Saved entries
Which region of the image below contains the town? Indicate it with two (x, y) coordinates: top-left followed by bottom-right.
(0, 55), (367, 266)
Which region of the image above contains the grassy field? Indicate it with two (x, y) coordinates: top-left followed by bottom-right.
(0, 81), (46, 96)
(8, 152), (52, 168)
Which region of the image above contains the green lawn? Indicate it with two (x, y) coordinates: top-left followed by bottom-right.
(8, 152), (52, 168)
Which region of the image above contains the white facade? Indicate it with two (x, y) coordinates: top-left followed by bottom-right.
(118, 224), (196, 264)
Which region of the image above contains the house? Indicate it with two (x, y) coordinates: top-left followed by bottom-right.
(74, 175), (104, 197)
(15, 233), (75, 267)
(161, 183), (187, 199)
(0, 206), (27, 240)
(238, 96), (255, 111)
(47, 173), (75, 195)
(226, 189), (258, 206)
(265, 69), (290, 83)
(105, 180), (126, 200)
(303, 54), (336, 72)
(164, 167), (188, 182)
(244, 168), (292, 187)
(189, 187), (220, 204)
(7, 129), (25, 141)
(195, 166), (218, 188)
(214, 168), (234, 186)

How to complete this task ->
Your answer must be the records above, repeated exactly.

Result of the task ->
Which region of the image below contains the town? Indicate it with two (x, y) coordinates: top-left followed by bottom-right.
(0, 55), (367, 266)
Which region of the image above contains the grassy field? Indicate it with two (x, y) coordinates: top-left followed by bottom-right.
(0, 81), (46, 96)
(8, 152), (52, 168)
Which region of the image above contains the green lawn? Indicate it with two (x, y) coordinates: top-left followed by bottom-right.
(8, 152), (52, 168)
Which region of the image above contains the white facade? Indicate it with two (x, y) coordinates: top-left followed by bottom-right.
(118, 224), (196, 264)
Which region of the image above contains the house? Indicate it with two (x, y) coordinates: top-left followed by bottom-right.
(74, 175), (104, 197)
(15, 233), (75, 267)
(161, 183), (187, 199)
(0, 206), (27, 240)
(238, 96), (255, 111)
(47, 173), (75, 195)
(226, 189), (258, 206)
(265, 69), (290, 83)
(105, 180), (126, 200)
(303, 54), (336, 72)
(164, 167), (188, 182)
(244, 168), (292, 187)
(189, 187), (220, 204)
(7, 129), (25, 141)
(195, 166), (218, 188)
(214, 168), (234, 186)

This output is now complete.